» What you need to do
Copy the entries below word for word, from the start of the entries through the line that contains "point(565, 173)", with both ends included. Leave the pictures out of your answer.

___ Rows

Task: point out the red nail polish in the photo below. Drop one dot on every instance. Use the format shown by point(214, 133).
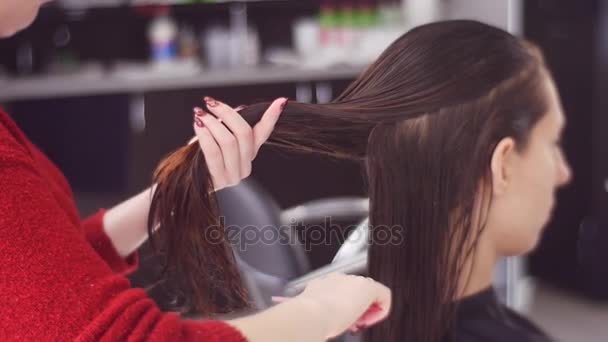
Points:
point(210, 101)
point(284, 104)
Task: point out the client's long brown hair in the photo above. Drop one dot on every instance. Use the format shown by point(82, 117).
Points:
point(423, 121)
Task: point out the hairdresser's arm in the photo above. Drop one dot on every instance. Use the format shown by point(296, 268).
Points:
point(229, 149)
point(327, 307)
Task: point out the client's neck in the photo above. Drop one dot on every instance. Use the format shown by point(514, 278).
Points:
point(478, 272)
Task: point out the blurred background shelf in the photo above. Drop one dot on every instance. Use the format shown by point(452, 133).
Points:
point(139, 79)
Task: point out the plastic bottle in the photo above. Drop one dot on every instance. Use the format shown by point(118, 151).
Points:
point(162, 34)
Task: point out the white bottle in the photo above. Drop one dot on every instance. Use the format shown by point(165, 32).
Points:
point(162, 34)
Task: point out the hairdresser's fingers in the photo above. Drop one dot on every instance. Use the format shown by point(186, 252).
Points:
point(212, 152)
point(239, 128)
point(228, 145)
point(263, 129)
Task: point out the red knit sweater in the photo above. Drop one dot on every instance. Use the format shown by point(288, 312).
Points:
point(61, 278)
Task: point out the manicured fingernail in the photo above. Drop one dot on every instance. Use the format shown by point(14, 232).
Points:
point(279, 299)
point(199, 122)
point(284, 104)
point(210, 101)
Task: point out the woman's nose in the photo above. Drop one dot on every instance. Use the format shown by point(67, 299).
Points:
point(565, 173)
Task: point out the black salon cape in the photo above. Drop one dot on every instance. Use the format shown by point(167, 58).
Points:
point(483, 318)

______

» Solution to the problem
Task: point out the red nail polish in the photo below. Drop one dot on every instance. Use the format shown by point(214, 133).
Points:
point(210, 101)
point(284, 104)
Task: point out the client's long brown hair in the photo above. Drop one dot on every instance. Use the format shown by point(82, 117).
Points:
point(423, 121)
Task: point out the hairdresser's arm in the photo above. Drop one dot on every instance. Use the format shown by point(296, 268).
Points:
point(229, 149)
point(327, 307)
Task: point out the client's neck in the photo above. Drop one dot on every instance. Use the format shown by point(514, 278).
Points:
point(478, 272)
Task: point out the blurred background shelf in the photo above. Drop one dot on every instance. Use the format shown by point(452, 133).
Points:
point(139, 79)
Task: point out the plastic bottle in the photo above. Drop one dot on every instance. Use the format shown by point(118, 151).
Points:
point(162, 34)
Task: point out the white bottle in the photo above. Drop one dot on every instance. Use the format shown by point(165, 32).
Points:
point(162, 34)
Task: point out the hairdresser's fingers in the photo above. Drop one dot on every instance. Use the format shown by point(186, 252).
Points:
point(212, 152)
point(239, 128)
point(228, 145)
point(263, 129)
Task: point out the red knit sweater in the photo above. Drop one dot on every instance. Use the format shown by point(288, 312).
Points:
point(61, 278)
Task: point out the manicured fingernail in the photo above. Drop one dot on every instance. Use the format shown by point(14, 232).
Points:
point(279, 299)
point(199, 122)
point(284, 104)
point(210, 101)
Task: point out the woman's nose in the photo above. Drop one dot on every instance. Use the format shown by point(67, 299).
Points:
point(565, 173)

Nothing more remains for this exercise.